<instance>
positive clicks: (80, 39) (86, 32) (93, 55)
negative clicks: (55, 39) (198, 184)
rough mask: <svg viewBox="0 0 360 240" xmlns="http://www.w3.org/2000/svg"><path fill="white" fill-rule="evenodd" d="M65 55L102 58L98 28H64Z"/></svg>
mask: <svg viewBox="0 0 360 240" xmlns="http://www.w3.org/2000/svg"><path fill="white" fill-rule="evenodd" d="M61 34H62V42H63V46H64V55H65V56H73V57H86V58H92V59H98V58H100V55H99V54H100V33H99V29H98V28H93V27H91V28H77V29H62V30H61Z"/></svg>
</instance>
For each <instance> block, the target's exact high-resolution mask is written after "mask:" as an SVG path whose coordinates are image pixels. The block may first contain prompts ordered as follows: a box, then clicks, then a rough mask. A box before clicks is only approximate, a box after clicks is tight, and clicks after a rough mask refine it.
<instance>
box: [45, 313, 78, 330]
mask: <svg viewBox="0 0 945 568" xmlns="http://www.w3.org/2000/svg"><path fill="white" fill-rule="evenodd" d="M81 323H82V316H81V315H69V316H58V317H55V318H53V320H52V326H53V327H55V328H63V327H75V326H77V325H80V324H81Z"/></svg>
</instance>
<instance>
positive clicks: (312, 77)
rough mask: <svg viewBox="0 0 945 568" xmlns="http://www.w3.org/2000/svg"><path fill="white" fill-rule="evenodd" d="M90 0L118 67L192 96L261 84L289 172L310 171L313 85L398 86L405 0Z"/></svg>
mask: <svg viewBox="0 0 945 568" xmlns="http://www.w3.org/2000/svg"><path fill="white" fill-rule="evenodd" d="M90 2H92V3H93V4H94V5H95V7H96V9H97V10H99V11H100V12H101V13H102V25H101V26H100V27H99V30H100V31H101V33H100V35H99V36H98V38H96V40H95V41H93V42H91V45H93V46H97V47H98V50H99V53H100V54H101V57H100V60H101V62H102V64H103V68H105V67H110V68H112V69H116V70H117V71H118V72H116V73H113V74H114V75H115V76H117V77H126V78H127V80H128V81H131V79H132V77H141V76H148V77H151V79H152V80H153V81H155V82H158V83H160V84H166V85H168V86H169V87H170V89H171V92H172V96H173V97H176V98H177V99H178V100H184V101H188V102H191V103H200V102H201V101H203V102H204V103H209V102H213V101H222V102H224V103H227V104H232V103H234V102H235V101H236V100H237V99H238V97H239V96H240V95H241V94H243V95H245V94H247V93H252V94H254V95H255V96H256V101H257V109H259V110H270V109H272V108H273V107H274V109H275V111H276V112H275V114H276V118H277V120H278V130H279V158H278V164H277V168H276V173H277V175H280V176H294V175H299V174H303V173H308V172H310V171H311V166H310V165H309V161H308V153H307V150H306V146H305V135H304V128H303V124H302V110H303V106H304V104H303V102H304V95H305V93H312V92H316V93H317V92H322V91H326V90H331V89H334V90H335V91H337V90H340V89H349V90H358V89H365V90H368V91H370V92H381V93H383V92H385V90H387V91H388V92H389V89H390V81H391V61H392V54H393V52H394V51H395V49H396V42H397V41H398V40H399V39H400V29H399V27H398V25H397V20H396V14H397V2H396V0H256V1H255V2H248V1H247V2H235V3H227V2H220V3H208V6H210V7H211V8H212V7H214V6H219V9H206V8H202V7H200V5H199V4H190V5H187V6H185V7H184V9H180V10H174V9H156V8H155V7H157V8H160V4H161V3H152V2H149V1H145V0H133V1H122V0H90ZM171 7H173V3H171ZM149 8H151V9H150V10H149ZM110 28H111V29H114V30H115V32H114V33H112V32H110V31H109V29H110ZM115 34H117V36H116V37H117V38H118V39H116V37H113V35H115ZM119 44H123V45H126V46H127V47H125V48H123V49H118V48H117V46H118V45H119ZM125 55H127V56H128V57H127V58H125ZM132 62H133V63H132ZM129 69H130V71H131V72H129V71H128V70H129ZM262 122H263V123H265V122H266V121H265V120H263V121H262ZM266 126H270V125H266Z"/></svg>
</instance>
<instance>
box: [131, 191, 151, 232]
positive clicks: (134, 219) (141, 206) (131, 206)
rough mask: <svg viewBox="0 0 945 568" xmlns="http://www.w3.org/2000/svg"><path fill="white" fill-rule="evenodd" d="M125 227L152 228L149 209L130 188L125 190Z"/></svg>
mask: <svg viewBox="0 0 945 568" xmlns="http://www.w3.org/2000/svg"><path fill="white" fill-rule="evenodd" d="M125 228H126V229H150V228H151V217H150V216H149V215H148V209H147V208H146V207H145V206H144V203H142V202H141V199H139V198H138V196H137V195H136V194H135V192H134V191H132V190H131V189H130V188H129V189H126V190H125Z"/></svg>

###

The problem:
Every line from the one that contains "227L152 228L149 209L130" down to and including the last line of the records above must be set down exactly, with nothing else.

Task result:
rough mask: <svg viewBox="0 0 945 568" xmlns="http://www.w3.org/2000/svg"><path fill="white" fill-rule="evenodd" d="M125 227L152 228L149 209L130 188L125 190Z"/></svg>
mask: <svg viewBox="0 0 945 568" xmlns="http://www.w3.org/2000/svg"><path fill="white" fill-rule="evenodd" d="M125 228H126V229H150V228H151V217H150V216H149V215H148V209H147V208H146V207H145V206H144V203H142V202H141V199H139V198H138V196H137V195H136V194H135V192H134V191H132V190H131V189H130V188H129V189H126V190H125Z"/></svg>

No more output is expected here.